=== Section Start ===
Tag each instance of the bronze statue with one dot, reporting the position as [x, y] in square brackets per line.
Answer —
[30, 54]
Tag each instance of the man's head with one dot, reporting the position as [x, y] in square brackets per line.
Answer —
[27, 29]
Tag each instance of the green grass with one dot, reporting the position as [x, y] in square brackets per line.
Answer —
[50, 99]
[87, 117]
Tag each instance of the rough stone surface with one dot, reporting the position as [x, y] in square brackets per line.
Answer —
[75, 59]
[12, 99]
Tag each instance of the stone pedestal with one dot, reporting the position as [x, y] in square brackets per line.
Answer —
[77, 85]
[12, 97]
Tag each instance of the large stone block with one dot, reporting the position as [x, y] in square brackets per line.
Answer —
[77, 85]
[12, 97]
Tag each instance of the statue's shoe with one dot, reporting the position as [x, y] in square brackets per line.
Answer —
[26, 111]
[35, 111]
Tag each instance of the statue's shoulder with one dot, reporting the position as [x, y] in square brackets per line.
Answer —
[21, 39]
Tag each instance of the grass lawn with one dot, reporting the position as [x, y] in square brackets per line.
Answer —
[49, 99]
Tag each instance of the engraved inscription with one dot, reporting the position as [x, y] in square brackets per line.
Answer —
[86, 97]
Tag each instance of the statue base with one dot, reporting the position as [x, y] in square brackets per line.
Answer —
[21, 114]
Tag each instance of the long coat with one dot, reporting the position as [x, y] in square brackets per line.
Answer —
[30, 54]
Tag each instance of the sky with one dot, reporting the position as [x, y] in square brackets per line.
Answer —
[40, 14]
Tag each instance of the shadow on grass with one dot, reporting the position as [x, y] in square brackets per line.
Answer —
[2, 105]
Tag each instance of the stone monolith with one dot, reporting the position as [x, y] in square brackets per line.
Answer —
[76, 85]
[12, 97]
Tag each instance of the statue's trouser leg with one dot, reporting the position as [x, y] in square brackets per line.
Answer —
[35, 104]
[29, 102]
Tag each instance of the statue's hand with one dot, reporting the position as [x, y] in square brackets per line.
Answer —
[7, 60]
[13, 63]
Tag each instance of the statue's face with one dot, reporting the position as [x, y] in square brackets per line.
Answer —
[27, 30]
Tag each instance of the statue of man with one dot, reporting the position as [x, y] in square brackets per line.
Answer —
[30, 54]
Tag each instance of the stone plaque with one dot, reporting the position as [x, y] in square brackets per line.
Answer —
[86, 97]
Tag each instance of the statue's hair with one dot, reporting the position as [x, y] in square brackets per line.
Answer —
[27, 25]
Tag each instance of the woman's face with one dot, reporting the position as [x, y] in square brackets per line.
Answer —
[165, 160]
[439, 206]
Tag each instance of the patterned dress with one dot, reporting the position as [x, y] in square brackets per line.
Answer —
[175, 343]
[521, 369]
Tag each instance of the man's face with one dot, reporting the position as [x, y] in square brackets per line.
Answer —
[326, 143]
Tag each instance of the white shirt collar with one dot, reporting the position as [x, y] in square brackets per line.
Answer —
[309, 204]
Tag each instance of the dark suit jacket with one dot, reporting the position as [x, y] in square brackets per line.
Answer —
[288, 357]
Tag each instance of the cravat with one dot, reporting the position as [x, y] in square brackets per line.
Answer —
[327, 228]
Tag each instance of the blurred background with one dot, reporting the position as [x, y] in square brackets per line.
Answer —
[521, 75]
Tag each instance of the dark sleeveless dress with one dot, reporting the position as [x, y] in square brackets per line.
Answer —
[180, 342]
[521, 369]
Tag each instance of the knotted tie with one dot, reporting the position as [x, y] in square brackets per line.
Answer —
=== Section End ===
- **TO DO**
Every entry should be reproduced exactly, with no part omitted.

- **YOUR SOLUTION**
Tag each instance of the bronze statue with one dot, reporting the position as [x, y] in square brackets per line.
Answer —
[30, 54]
Tag each instance of the man's head with one dot, reporting the position as [x, y] in square brackets per line.
Answer —
[27, 29]
Tag each instance of the green grass with one dot, reporting the position as [x, y] in square brackets per line.
Answer —
[50, 99]
[87, 117]
Tag each instance of the rough stone surface with one dot, reporting the position as [x, y] in square brackets per line.
Answer —
[75, 59]
[12, 99]
Tag each instance of the stone pedestal with one dot, reporting the position as [x, y] in square brackets per line.
Answer —
[77, 85]
[12, 97]
Tag each instance of the large stone block with one dot, reporting the position as [x, y] in square brackets per line.
Answer —
[77, 85]
[12, 97]
Tag each instance of the statue's shoe with one dot, reporting the position as [x, y] in square brackets per line.
Answer —
[26, 111]
[35, 111]
Tag each instance of the statue's shoulder with one dot, reporting the position as [x, y] in square brackets per line.
Answer —
[21, 39]
Tag each instance of the grass lawn with one dot, reporting the position as [x, y] in square brackets per line.
Answer —
[49, 99]
Tag each instance of the engraved inscription with one dot, reporting the position as [x, y] in square brackets per line.
Answer —
[86, 97]
Tag each instance of the statue base with one dot, reporting the position as [x, y] in square brackets per line.
Answer —
[21, 114]
Tag each instance of the long coat with one dot, reporting the position as [x, y] in square brackets per line.
Answer —
[30, 54]
Tag each instance of the sky with one dot, reporting the position as [x, y] in square brackets per line.
Answer —
[40, 14]
Tag each instance of the shadow on grass with one dot, reporting the position as [x, y] in square brackets per line.
Answer —
[2, 105]
Tag each instance of the stone monolith with one dot, reporting the position as [x, y] in square brackets per line.
Answer —
[76, 85]
[12, 97]
Tag each instance of the statue's trouser leg with one dot, reporting the position as [x, y] in square brackets per line.
Answer —
[35, 104]
[29, 102]
Tag each instance of the statue's hand with one dot, reporting the position as [x, y] in square brackets per line.
Answer —
[7, 60]
[13, 63]
Tag each instance of the statue's face with one dot, reporting the position as [x, y] in square brackets per line.
Answer —
[27, 30]
Tag each instance of the statue of man with one dot, reporting the position as [x, y] in square brackets per line.
Answer —
[30, 54]
Tag each instance of the stone plaque with one dot, reporting the position as [x, y] in square brackets per line.
Answer —
[86, 97]
Tag each instance of the statue's hair with one dot, reporting the position as [x, y] in square brackets per line.
Answer —
[27, 25]
Tag each instance of the woman's face with one dot, reporting the position as [x, y] in square brackets per line.
Answer —
[165, 160]
[439, 206]
Tag each instance of the patterned dress with one dot, reporting the position as [x, y] in square brackets per line.
Answer —
[175, 343]
[521, 369]
Tag each instance of the man's face with one dot, reporting the position as [x, y] in square brackets per line.
Answer —
[326, 143]
Tag each instance of the white shirt collar with one dot, reporting the position as [x, y] in square brackets per line.
Answer —
[309, 204]
Tag each instance of the dark suit jacket with one dot, reporting the position as [x, y] in square brackets per line.
Answer —
[288, 357]
Tag each instance of the cravat with one dot, reporting the position as [x, y] in square brackets per line.
Answer —
[327, 228]
Tag each instance of the blurred background with one dot, reporting the position as [x, y] in square brackets per line.
Answer —
[521, 75]
Tag each instance of the dark sleeveless dress with one dot, reporting the position as [x, y] in square brackets per line.
Answer —
[180, 342]
[521, 369]
Tag each instance of the knotted tie with one dot, reporting the position as [x, y] in square brackets per line.
Answer —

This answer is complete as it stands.